WHAT YOU NEED TO DO: Print the records below once again, exactly as they were given.

Dataset records:
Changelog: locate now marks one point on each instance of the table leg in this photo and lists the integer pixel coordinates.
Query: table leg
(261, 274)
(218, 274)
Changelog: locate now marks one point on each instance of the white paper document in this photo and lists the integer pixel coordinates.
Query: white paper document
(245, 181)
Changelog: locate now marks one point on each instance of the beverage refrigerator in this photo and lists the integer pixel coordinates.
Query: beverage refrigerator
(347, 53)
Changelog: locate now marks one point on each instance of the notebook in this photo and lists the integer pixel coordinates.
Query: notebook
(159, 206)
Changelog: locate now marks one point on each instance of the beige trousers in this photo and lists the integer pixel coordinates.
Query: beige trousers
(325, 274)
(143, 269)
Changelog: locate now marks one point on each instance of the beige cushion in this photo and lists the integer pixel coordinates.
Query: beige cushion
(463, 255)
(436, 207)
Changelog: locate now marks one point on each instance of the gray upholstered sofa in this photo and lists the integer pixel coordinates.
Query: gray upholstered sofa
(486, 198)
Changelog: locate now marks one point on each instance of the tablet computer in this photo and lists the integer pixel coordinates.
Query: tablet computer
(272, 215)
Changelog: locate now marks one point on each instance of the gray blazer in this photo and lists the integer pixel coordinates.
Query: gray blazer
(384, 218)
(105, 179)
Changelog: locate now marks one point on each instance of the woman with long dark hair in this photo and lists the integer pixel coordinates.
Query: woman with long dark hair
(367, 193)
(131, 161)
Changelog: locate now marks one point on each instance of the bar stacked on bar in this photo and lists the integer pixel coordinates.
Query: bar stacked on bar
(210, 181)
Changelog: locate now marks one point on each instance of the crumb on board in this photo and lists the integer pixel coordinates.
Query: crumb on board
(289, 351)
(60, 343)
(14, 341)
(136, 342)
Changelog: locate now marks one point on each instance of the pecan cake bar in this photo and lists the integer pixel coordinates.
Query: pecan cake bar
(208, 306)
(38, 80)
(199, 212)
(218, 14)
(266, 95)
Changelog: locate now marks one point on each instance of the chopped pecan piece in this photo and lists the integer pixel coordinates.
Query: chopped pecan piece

EXERCISE RESPONSE:
Changelog: locate now marks one point on each instance of the table leg in this photo and lists the integer pixel coordinates.
Query: table leg
(261, 274)
(218, 274)
Changelog: locate now marks one point on each instance of the white paper document in this photo and lists the integer pixel coordinates.
Query: white paper document
(245, 181)
Changelog: locate now marks one point on each instance of the beverage refrigerator in this photo and lists the integer pixel coordinates.
Query: beverage refrigerator
(347, 53)
Changelog: locate now marks one point on each instance of the notebook in this photo and lists the integer pixel coordinates.
Query: notebook
(159, 206)
Changelog: locate now marks one point on each instance of the beige trousers in this photo and lists the integer pixel coordinates.
Query: beige trousers
(325, 274)
(143, 269)
Changelog: locate now marks one point on each instance of the beige cushion in this photo and lists the integer pixel coordinates.
Query: beige cushion
(463, 255)
(436, 207)
Changelog: locate now marks one point on each instance of the gray upholstered sofa in this photo and lists the integer pixel coordinates.
Query: gray upholstered sofa
(486, 198)
Changelog: locate now marks one point on each instance of the tablet computer in this photo and lists the integer pixel coordinates.
Query: tablet computer
(272, 215)
Changelog: locate now marks one point on each instance of the gray blazer in this photo and lists the integer pixel coordinates.
Query: gray blazer
(384, 218)
(105, 179)
Changelog: locate now marks one point on each instance of the woman with long dark hair in this photo and lists the integer pixel coordinates.
Query: woman with long dark hair
(367, 193)
(131, 161)
Changelog: locate now marks one point on each instance of the bar stacked on bar in this photo and lists the integer pixel coordinates.
Query: bar stacked on bar
(210, 181)
Changelog: locate now marks one point on each instance of the crumb on board in this photo and lists the integer pixel coordinates.
Query: crumb on board
(289, 351)
(60, 343)
(14, 341)
(136, 342)
Changelog: locate now marks one point on each instance of the pecan cake bar in this photo and lists the integer pixel coordinates.
Query: pecan cake bar
(208, 306)
(38, 80)
(199, 212)
(218, 14)
(266, 95)
Changelog: locate now marks one point on each instance of the chopped pecan piece in this photo and lists the integer pixel coordinates.
Query: chopped pecan piece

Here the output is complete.